» **QUELLTEXT**:

------------

Über Pezzl

Kindheit und Familie in Mallersdorf
Jugend im Gymnasium in Freising

[Das einzige existierende Bildnis von Johann Pezzl, ein Schattenriss von Johann Hieronymus Löschenkohl, ca. 1786]

Biografische Angaben über Pezzl sind oft nur stückchenweise zu bekommen, in alten Literaturlexika sind zahlreiche Fehler und Lücken, die von anderen wieder abgeschrieben wurden. So ist Pezzl z.B. einmal in „Mollersdorf, südlich von Straubing“ geboren, auch ein Sterbejahr 1838 geistert herum. Erst seit den 1990er Jahren wird vermehrt nachgeforscht, in Immatrikulationsakten und Kirchenmatrikeln geblättert, berichtigt und ergänzt.

------------

» **AUFGABE**:
Prüfe anhand des Quelltexts über Johann Pezzl, ob jede dieser Aussagen zutrifft, und belege dein Ja oder Nein mit den entscheidenden Worten als wörtliches Zitat.
1. Von Pezzl ist nur ein einziges Bildnis erhalten, ein Schattenriss von Johann Hieronymus Löschenkohl.
2. Die alten Literaturlexika geben Pezzls Lebensdaten fehlerfrei wieder.
3. Seit den 1990er Jahren wird zu Pezzls Leben verstärkt geforscht.
Maßgeblich ist allein der Quelltext.

------------

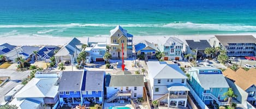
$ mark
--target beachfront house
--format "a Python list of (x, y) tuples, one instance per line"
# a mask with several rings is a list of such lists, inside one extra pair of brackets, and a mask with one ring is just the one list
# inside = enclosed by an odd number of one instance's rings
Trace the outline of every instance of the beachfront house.
[(144, 82), (142, 75), (131, 74), (120, 71), (117, 74), (106, 75), (106, 102), (120, 103), (143, 97)]
[(3, 55), (5, 56), (7, 60), (12, 61), (15, 61), (15, 59), (21, 57), (25, 60), (33, 63), (34, 61), (31, 61), (31, 59), (33, 55), (33, 52), (38, 51), (40, 47), (34, 46), (24, 46), (20, 47), (17, 47), (12, 50), (4, 54)]
[(215, 35), (209, 42), (213, 47), (225, 49), (228, 56), (256, 55), (256, 39), (252, 35)]
[(56, 63), (60, 62), (68, 62), (67, 63), (77, 63), (77, 58), (79, 53), (82, 51), (82, 45), (78, 39), (73, 38), (69, 43), (66, 44), (54, 55)]
[(187, 54), (195, 55), (195, 51), (197, 50), (197, 57), (198, 57), (206, 56), (206, 54), (205, 54), (205, 49), (212, 47), (209, 42), (206, 40), (200, 40), (199, 41), (186, 40), (186, 42), (187, 44), (186, 47)]
[(133, 35), (120, 25), (110, 30), (110, 54), (113, 59), (122, 58), (122, 46), (123, 44), (123, 57), (132, 56), (133, 52)]
[(142, 55), (145, 56), (145, 60), (147, 59), (156, 59), (156, 54), (160, 52), (155, 44), (143, 40), (134, 46), (136, 55)]
[(37, 53), (37, 56), (33, 54), (32, 61), (43, 61), (46, 62), (50, 61), (50, 58), (60, 49), (60, 48), (55, 46), (46, 46), (40, 49)]
[(190, 75), (189, 84), (206, 105), (228, 104), (224, 100), (226, 97), (223, 94), (228, 91), (229, 86), (221, 70), (210, 67), (193, 67), (187, 73)]
[(186, 86), (187, 77), (180, 67), (159, 61), (148, 61), (147, 64), (151, 99), (160, 101), (160, 106), (186, 107), (189, 89)]
[(103, 56), (106, 53), (106, 42), (91, 43), (85, 51), (86, 54), (86, 62), (104, 61)]
[(40, 108), (44, 105), (50, 107), (58, 105), (58, 78), (34, 78), (14, 96), (9, 103), (19, 108)]
[(104, 76), (104, 71), (64, 71), (58, 89), (60, 104), (102, 104)]
[(0, 45), (0, 55), (3, 55), (11, 51), (16, 47), (16, 46), (13, 46), (7, 43), (1, 44)]
[(183, 59), (184, 50), (184, 43), (175, 37), (170, 37), (164, 44), (164, 60), (179, 60)]
[(247, 108), (256, 106), (256, 69), (246, 71), (239, 68), (234, 71), (230, 68), (223, 71), (223, 75), (237, 97), (235, 99)]

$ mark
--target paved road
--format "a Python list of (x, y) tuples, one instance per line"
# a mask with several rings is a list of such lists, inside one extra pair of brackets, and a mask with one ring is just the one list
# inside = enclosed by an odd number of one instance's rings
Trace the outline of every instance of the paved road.
[(21, 80), (27, 77), (29, 70), (17, 72), (15, 70), (0, 69), (0, 76), (10, 76), (10, 80), (0, 87), (0, 104), (4, 102), (4, 94), (11, 88), (21, 84)]

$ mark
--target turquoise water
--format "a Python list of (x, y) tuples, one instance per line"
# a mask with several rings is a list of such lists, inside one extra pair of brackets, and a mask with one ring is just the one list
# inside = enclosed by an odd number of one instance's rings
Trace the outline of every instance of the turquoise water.
[(128, 107), (110, 107), (109, 109), (130, 109)]
[(256, 1), (1, 0), (0, 37), (256, 33)]

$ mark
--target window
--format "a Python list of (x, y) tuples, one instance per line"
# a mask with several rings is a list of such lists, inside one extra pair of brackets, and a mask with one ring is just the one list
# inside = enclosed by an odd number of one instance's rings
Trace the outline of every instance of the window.
[(82, 94), (86, 94), (86, 91), (82, 91)]
[(171, 49), (171, 53), (174, 52), (174, 49)]
[(158, 79), (158, 80), (157, 80), (157, 83), (158, 83), (158, 84), (160, 84), (160, 83), (161, 83), (161, 80), (160, 80), (160, 79)]
[(249, 92), (249, 97), (253, 97), (253, 96), (254, 96), (254, 93), (255, 93), (255, 92), (254, 92), (254, 91), (251, 91), (251, 92)]
[(129, 89), (129, 87), (126, 87), (126, 91), (128, 91)]
[(159, 88), (156, 88), (154, 89), (154, 92), (159, 92)]
[(181, 83), (183, 84), (184, 82), (184, 81), (185, 81), (184, 79), (181, 80)]
[(64, 94), (64, 92), (59, 92), (59, 94), (60, 94), (60, 95), (63, 95), (63, 94)]
[(137, 97), (137, 93), (133, 94), (133, 97)]
[(87, 93), (88, 93), (88, 94), (92, 94), (92, 91), (87, 91)]

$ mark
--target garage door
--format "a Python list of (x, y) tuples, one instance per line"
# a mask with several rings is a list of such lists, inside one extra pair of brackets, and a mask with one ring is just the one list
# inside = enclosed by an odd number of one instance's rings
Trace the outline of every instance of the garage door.
[(96, 61), (104, 61), (104, 59), (103, 58), (97, 58)]
[(164, 60), (168, 60), (168, 57), (164, 57)]

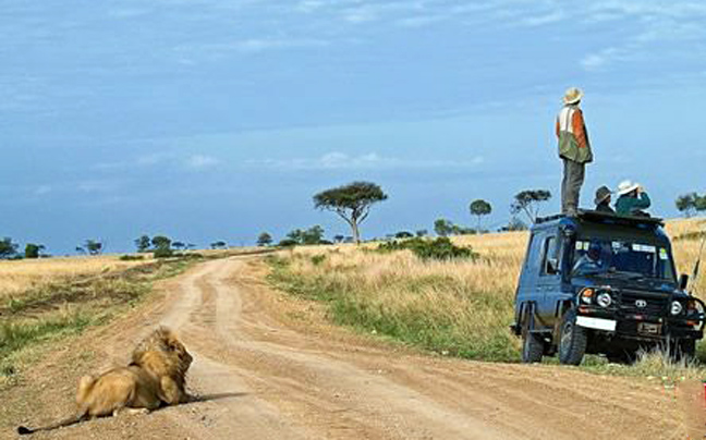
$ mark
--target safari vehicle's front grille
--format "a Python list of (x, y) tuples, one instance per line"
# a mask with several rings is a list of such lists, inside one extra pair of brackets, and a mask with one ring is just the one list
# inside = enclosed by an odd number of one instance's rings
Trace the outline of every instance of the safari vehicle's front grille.
[(669, 304), (665, 295), (650, 295), (645, 292), (622, 291), (620, 293), (620, 309), (628, 314), (664, 315)]

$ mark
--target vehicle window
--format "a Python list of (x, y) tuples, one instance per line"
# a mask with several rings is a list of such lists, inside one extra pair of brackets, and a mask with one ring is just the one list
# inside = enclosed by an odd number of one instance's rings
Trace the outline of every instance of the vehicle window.
[(550, 264), (550, 260), (553, 260), (555, 265), (557, 264), (557, 237), (547, 237), (544, 249), (541, 274), (557, 274), (557, 266), (551, 266)]
[(608, 239), (577, 240), (573, 273), (674, 280), (671, 258), (665, 247)]
[[(530, 239), (530, 247), (527, 252), (527, 257), (525, 259), (525, 269), (532, 270), (537, 268), (537, 261), (539, 260), (539, 244), (541, 240), (538, 235), (533, 234)], [(536, 272), (535, 272), (536, 273)]]

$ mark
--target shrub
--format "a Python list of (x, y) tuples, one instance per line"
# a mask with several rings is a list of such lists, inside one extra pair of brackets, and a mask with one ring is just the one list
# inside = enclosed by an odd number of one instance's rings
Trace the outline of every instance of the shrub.
[(393, 252), (410, 249), (422, 259), (448, 260), (454, 258), (476, 258), (477, 254), (470, 247), (460, 247), (451, 243), (446, 236), (436, 240), (419, 237), (382, 243), (377, 247), (379, 252)]
[(155, 250), (155, 258), (169, 258), (174, 255), (174, 252), (169, 247), (160, 247)]
[(326, 255), (314, 255), (312, 256), (312, 264), (318, 266), (326, 259)]
[(121, 255), (120, 260), (121, 261), (137, 261), (144, 259), (142, 255)]

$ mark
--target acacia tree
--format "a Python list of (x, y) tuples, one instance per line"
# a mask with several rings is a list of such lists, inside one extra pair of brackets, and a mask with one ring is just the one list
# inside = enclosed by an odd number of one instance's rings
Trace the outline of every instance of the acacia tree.
[(259, 234), (259, 236), (257, 237), (258, 246), (269, 246), (270, 244), (272, 244), (272, 235), (267, 232)]
[(149, 239), (149, 235), (143, 235), (139, 239), (135, 239), (135, 247), (137, 247), (138, 253), (145, 253), (149, 250), (150, 244), (151, 240)]
[(44, 244), (27, 243), (25, 246), (25, 258), (39, 258), (45, 249)]
[(0, 259), (12, 258), (17, 254), (19, 245), (9, 236), (0, 240)]
[[(76, 247), (76, 250), (78, 250), (78, 247)], [(102, 254), (106, 247), (104, 243), (99, 240), (86, 240), (82, 249), (84, 249), (84, 252), (87, 252), (88, 255), (95, 256), (95, 255)]]
[(468, 206), (468, 209), (471, 210), (472, 216), (476, 216), (478, 218), (478, 227), (476, 228), (476, 230), (478, 233), (480, 233), (480, 219), (483, 218), (483, 216), (487, 216), (492, 212), (492, 206), (486, 200), (479, 198), (477, 200), (473, 200), (471, 203), (471, 206)]
[(370, 207), (387, 200), (382, 188), (372, 182), (353, 182), (348, 185), (326, 190), (314, 196), (314, 207), (336, 212), (351, 227), (353, 240), (361, 243), (360, 225), (370, 213)]
[(510, 205), (510, 212), (516, 216), (524, 212), (531, 223), (537, 221), (539, 215), (539, 204), (551, 198), (551, 193), (545, 190), (526, 190), (514, 196), (514, 201)]
[(684, 216), (690, 218), (694, 215), (694, 211), (696, 211), (696, 205), (699, 204), (699, 199), (701, 197), (696, 193), (683, 194), (677, 197), (674, 204), (680, 212), (684, 212)]

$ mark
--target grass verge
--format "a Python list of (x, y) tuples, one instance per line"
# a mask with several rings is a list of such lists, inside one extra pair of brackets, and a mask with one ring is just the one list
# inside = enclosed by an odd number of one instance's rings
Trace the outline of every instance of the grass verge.
[[(267, 261), (272, 285), (324, 303), (334, 323), (441, 355), (520, 360), (520, 341), (508, 329), (514, 295), (507, 285), (494, 283), (509, 278), (498, 254), (428, 261), (404, 250), (381, 255), (319, 248), (270, 256)], [(698, 344), (697, 358), (691, 362), (674, 362), (660, 351), (642, 353), (633, 365), (587, 355), (577, 368), (650, 378), (668, 386), (706, 377), (705, 355), (706, 344)], [(558, 364), (556, 358), (546, 358), (546, 363)]]
[[(386, 257), (362, 256), (365, 259)], [(365, 272), (345, 267), (331, 270), (338, 265), (336, 258), (271, 256), (269, 280), (280, 290), (325, 303), (333, 322), (358, 331), (389, 337), (442, 355), (495, 362), (519, 359), (518, 342), (507, 327), (512, 319), (507, 295), (470, 291), (445, 274), (385, 273), (380, 274), (381, 280), (366, 279)]]
[(0, 304), (0, 386), (16, 383), (26, 349), (108, 322), (143, 301), (154, 282), (176, 276), (197, 260), (159, 260), (13, 295)]

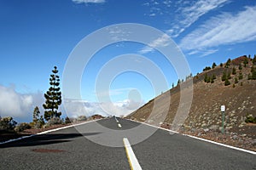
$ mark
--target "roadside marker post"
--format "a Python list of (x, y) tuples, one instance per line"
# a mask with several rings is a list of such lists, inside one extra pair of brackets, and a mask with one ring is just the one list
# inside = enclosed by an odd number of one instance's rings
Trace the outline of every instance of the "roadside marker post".
[(222, 113), (222, 129), (221, 129), (221, 132), (222, 132), (222, 133), (224, 133), (225, 105), (221, 105), (220, 106), (220, 110), (221, 110), (221, 113)]

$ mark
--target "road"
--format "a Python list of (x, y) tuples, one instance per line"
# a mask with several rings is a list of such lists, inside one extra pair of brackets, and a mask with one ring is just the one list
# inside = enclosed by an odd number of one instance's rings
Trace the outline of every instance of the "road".
[[(142, 131), (126, 132), (139, 126)], [(152, 130), (155, 133), (136, 144)], [(131, 169), (131, 166), (134, 169), (256, 170), (256, 155), (114, 117), (0, 144), (0, 161), (1, 170)]]

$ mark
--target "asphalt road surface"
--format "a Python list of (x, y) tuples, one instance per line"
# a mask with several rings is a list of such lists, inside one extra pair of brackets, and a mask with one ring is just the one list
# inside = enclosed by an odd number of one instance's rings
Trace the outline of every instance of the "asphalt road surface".
[(1, 170), (256, 170), (256, 155), (114, 117), (0, 144), (0, 162)]

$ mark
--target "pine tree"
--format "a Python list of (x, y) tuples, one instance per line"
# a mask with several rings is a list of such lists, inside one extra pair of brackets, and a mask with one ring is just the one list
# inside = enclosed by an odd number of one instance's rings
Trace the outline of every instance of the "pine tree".
[(178, 79), (177, 82), (177, 86), (178, 86), (180, 84), (180, 82), (181, 82), (180, 79)]
[(227, 60), (227, 62), (226, 62), (225, 68), (229, 68), (229, 66), (230, 65), (230, 64), (231, 64), (231, 60), (229, 59), (229, 60)]
[(244, 60), (243, 60), (243, 65), (244, 65), (244, 67), (247, 67), (247, 65), (248, 65), (248, 59), (245, 58)]
[(252, 72), (252, 79), (256, 80), (256, 69), (254, 68), (253, 65), (252, 66), (251, 72)]
[(212, 80), (215, 80), (216, 79), (216, 75), (213, 73), (212, 75)]
[(216, 63), (212, 63), (212, 68), (214, 69), (217, 66)]
[(60, 88), (60, 76), (57, 75), (58, 70), (55, 66), (49, 78), (49, 88), (44, 94), (45, 104), (43, 107), (45, 109), (44, 119), (49, 121), (52, 117), (60, 117), (61, 112), (58, 112), (59, 105), (61, 105), (61, 92)]
[(232, 69), (232, 75), (236, 75), (236, 70), (235, 67), (233, 67)]
[(239, 64), (238, 69), (241, 71), (242, 69), (241, 63)]
[(241, 80), (243, 78), (241, 72), (239, 73), (238, 78), (239, 80)]
[(33, 124), (37, 124), (39, 121), (39, 108), (38, 106), (35, 107), (34, 111), (33, 111)]
[(253, 64), (256, 65), (256, 54), (254, 54), (254, 58), (253, 59)]

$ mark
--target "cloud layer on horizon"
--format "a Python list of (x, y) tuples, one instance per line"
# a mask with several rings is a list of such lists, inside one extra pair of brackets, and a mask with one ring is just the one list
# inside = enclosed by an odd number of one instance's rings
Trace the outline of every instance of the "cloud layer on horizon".
[[(256, 40), (256, 6), (246, 7), (236, 14), (224, 13), (212, 17), (181, 40), (179, 47), (190, 54), (215, 53), (220, 45)], [(213, 49), (212, 49), (213, 48)]]

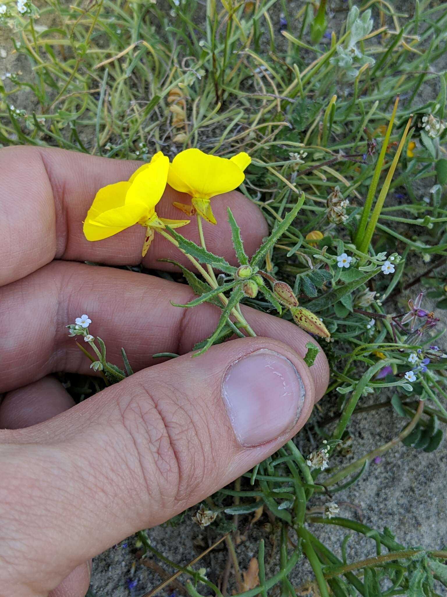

------------

» **LÖSUNG**:
1. Ja: „Das einzige existierende Bildnis von Johann Pezzl, ein Schattenriss von Johann Hieronymus Löschenkohl“
2. Nein: „in alten Literaturlexika sind zahlreiche Fehler und Lücken“
3. Ja: „Erst seit den 1990er Jahren wird vermehrt nachgeforscht“